> [List of tasks]:
[1] Duplicate the part of the opinion excerpt on disclosure of treatment records from "A higher standard" up to and including "C.F.R. § 2.63(a)(1).".
[2] Answer these questions using the opinion excerpt on disclosure of treatment records:
(a) Under which regulation may a court authorize the disclosure of confidential communications made by a patient to a qualifying treatment program?
(b) Which party bears the burden of establishing good cause for the release of records?
(c) Which statutory section does Dr. Doe say was violated when records were disclosed to PRN?
[3] Continue the opinion excerpt on disclosure of treatment records, beginning after its final sentence.

> [Source extract]:
A higher standard is applied to one subset of records. Under 42 C.F.R. § 2.63, a court may authorize the disclosure of “confidential communications made by a patient to a [qualifying treatment program] in the course of diagnosis, treatment, or referral for treatment only if,” in relevant part, “[t]he disclosure is necessary to protect against an existing threat to life or of serious bodily injury, including circumstances which constitute suspected child abuse and neglect and verbal threats against third parties.” 42 C.F.R. § 2.63(a)(1).
As the applicant seeking disclosure in this case, the burden is on Board to establish good cause for the release of records. See Cresta, 825 F.2d at 552.
III.
The Court first determines what evidence it may consider in assessing whether the Board has satisfied its burden to authorize the disclosure of treatment records. Dr. Doe asserts that, much like the ALJ did in the state administrative proceedings, this Court should exclude practically all the information about Dr. Doe's substance use or treatment because PRN received records that were disclosed to it in violation of § 290dd-2. Relying on dictionary definitions, the Board contends that its evidence does not contain “records” and, alternatively, that its evidence contains PRN's or the Board's information but does not convey Enterhealth records. (See Dkt. No. 36 at 3-4.)

Data excerpts
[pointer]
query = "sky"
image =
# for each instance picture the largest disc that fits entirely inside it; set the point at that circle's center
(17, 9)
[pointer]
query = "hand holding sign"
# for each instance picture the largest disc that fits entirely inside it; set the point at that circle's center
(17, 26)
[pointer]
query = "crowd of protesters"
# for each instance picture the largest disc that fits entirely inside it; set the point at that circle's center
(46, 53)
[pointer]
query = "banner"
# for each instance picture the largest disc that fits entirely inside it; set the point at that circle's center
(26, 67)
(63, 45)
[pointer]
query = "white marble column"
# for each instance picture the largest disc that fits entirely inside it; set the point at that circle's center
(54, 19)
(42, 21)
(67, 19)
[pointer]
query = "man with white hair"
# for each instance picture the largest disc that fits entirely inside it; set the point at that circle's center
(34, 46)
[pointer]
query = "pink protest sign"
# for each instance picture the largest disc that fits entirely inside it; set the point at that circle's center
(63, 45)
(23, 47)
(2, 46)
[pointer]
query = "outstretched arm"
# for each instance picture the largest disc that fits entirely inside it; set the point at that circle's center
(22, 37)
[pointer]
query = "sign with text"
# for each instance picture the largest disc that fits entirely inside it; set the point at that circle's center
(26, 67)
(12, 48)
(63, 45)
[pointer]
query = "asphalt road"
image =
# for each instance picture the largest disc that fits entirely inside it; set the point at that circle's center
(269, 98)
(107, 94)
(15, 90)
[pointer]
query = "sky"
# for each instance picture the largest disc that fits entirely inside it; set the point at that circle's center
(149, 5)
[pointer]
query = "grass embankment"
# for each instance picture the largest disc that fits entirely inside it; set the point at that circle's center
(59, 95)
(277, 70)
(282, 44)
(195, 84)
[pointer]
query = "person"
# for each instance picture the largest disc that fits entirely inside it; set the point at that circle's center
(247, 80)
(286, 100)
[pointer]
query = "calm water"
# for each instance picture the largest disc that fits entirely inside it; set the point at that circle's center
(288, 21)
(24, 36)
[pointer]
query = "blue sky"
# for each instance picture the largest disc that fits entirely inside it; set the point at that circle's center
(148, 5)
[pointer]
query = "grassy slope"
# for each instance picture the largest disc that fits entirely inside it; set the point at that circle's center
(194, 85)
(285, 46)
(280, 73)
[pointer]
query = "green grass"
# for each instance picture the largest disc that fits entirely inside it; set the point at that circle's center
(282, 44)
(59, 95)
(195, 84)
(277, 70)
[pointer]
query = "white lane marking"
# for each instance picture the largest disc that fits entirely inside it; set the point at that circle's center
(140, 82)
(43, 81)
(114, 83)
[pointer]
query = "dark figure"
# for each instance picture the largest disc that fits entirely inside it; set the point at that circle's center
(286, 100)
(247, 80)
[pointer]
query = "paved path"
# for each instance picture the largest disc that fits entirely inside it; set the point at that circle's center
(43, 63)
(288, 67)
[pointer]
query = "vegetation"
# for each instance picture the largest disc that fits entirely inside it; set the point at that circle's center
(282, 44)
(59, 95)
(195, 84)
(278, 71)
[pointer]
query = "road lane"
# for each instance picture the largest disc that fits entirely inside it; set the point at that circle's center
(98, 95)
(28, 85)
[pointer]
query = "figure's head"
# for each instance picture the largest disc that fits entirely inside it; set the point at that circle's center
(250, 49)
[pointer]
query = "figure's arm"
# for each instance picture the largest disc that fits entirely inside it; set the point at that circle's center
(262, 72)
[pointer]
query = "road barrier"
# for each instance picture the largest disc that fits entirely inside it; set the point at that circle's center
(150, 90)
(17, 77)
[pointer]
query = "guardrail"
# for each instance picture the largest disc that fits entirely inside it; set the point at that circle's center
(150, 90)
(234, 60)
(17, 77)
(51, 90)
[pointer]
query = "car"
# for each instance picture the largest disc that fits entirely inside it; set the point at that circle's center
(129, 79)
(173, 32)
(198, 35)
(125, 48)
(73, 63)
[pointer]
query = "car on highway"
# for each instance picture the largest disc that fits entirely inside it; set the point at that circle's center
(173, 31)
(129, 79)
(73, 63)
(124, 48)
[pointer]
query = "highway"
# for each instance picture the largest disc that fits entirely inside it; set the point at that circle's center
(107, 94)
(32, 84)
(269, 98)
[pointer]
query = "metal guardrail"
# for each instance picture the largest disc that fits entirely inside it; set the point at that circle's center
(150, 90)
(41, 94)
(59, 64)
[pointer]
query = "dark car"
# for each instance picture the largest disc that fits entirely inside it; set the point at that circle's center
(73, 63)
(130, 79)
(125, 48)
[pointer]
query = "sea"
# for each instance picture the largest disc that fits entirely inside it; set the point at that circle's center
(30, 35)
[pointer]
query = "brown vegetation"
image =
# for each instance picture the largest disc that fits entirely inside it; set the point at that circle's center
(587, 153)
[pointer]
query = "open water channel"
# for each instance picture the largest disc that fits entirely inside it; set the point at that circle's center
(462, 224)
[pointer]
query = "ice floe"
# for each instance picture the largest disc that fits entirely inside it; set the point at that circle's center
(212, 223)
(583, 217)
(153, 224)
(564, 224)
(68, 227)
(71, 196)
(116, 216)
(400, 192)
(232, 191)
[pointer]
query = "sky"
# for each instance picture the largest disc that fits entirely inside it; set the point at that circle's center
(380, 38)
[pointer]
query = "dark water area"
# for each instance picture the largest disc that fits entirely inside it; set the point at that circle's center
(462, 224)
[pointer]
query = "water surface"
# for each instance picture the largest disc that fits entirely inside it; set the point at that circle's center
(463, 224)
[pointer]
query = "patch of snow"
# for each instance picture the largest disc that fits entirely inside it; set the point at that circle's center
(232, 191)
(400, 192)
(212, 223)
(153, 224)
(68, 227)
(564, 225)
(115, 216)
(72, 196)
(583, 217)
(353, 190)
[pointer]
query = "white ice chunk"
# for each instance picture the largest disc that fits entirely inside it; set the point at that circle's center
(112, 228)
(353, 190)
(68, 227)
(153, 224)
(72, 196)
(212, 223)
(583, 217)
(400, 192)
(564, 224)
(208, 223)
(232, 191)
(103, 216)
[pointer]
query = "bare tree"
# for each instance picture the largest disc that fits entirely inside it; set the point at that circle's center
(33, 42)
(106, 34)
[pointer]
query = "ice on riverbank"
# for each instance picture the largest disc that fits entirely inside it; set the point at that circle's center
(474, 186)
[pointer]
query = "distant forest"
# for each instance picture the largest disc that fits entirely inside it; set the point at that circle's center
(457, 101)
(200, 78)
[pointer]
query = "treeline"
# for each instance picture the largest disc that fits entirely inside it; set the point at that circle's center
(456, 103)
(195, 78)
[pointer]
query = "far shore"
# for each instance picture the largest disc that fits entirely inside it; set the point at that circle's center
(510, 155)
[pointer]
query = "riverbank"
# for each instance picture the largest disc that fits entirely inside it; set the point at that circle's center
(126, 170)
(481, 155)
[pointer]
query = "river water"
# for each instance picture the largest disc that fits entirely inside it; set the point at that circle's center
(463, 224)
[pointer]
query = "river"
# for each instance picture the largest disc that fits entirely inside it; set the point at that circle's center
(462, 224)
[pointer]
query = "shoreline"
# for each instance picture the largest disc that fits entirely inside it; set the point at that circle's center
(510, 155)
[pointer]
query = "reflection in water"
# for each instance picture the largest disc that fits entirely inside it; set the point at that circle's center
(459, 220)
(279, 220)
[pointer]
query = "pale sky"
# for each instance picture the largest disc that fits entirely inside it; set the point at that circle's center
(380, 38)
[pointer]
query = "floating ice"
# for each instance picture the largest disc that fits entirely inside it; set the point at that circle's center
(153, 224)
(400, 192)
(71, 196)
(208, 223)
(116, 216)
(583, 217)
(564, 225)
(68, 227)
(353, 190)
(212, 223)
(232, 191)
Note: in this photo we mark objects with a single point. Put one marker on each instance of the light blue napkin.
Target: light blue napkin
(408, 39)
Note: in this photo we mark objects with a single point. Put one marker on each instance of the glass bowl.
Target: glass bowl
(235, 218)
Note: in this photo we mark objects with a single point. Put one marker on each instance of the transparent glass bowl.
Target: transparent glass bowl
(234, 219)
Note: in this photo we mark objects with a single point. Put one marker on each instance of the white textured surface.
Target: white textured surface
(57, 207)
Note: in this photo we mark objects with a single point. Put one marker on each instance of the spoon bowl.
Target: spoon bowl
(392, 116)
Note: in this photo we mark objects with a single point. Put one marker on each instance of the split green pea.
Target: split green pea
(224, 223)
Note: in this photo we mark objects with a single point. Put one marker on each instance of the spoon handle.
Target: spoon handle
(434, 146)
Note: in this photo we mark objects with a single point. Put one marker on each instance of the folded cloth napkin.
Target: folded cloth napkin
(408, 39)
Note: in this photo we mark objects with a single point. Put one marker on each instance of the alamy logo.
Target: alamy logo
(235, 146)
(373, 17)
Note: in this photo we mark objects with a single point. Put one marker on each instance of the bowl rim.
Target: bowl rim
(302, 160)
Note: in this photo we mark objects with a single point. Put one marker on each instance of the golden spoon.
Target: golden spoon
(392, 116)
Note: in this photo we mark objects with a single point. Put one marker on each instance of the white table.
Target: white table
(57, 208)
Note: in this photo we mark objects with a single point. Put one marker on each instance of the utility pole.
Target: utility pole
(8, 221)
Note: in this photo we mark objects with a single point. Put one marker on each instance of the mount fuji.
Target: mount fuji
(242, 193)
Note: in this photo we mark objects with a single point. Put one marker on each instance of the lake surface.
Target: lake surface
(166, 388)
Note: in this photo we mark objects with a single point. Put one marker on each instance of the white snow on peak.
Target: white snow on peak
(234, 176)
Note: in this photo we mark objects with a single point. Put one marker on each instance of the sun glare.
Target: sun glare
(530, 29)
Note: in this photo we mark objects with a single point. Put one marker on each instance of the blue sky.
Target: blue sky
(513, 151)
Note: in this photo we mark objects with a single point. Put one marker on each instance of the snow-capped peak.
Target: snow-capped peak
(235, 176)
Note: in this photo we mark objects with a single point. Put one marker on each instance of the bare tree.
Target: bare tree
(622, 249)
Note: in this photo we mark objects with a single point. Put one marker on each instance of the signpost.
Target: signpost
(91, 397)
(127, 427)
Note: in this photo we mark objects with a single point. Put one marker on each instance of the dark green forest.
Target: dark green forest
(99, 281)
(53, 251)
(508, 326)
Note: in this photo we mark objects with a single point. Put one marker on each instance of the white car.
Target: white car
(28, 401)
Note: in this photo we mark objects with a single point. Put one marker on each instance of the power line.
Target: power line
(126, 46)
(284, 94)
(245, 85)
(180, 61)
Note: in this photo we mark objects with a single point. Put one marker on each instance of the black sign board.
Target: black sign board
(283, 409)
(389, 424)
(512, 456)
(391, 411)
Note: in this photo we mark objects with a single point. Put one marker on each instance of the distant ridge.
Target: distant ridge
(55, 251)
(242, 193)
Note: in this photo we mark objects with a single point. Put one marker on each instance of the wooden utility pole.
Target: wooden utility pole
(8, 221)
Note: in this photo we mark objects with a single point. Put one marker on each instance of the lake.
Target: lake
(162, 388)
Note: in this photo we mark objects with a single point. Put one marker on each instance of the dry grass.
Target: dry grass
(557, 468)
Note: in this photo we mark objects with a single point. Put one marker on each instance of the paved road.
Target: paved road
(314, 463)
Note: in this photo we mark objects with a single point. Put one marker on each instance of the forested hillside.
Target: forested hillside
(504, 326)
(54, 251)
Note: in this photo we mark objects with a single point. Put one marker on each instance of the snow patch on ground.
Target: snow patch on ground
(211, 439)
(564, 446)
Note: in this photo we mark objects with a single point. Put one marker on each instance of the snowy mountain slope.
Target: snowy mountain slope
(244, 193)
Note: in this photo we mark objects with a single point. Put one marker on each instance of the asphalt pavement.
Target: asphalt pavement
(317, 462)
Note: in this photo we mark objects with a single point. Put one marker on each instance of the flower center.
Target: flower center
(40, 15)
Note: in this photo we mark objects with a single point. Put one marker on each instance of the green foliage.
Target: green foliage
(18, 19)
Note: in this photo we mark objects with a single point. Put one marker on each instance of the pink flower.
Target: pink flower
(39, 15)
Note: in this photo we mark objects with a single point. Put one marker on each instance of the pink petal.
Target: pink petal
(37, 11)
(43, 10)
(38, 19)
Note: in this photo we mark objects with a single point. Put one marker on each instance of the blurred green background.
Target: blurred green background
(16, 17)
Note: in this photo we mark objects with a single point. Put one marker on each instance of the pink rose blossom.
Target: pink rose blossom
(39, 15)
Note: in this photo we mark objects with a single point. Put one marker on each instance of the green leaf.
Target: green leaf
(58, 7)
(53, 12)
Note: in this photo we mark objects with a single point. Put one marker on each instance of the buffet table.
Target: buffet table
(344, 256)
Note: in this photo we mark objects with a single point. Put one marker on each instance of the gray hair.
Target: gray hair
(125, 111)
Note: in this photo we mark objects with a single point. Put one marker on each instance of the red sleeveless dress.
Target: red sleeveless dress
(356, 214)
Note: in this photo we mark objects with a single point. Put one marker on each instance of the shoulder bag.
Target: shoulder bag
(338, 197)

> [Responses by task]:
[1]
A higher standard is applied to one subset of records. Under 42 C.F.R. § 2.63, a court may authorize the disclosure of “confidential communications made by a patient to a [qualifying treatment program] in the course of diagnosis, treatment, or referral for treatment only if,” in relevant part, “[t]he disclosure is necessary to protect against an existing threat to life or of serious bodily injury, including circumstances which constitute suspected child abuse and neglect and verbal threats against third parties.” 42 C.F.R. § 2.63(a)(1).

[2]
(a) 42 C.F.R. § 2.63
(b) The Board
(c) § 290dd-2

[3]
The Board's argument that its evidence does not contain “records” is not well founded, because its dictionary definition of records does not control the meaning of that term. Rather, 42 C.F.R. § 2.11 defines “records” as
any information, whether recorded or not, created by, received, or acquired by a part 2 program relating to a patient (e.g., diagnosis, treatment and referral for treatment information, emails, voice mails, and texts), and including patient identifying information, provided, however, that information conveyed orally by a part 2 program to a provider who is not subject to this part for treatment purposes with the consent of the patient does not become a record subject to this part in the possession of the provider who is not subject to this part merely because that information is reduced to writing by that provider who is not subject to this part. Records otherwise transmitted by a part 2 program to a provider who is not subject to this part retain their characteristic as records in the hands of the provider who is not subject to this part, but may be segregated by that provider.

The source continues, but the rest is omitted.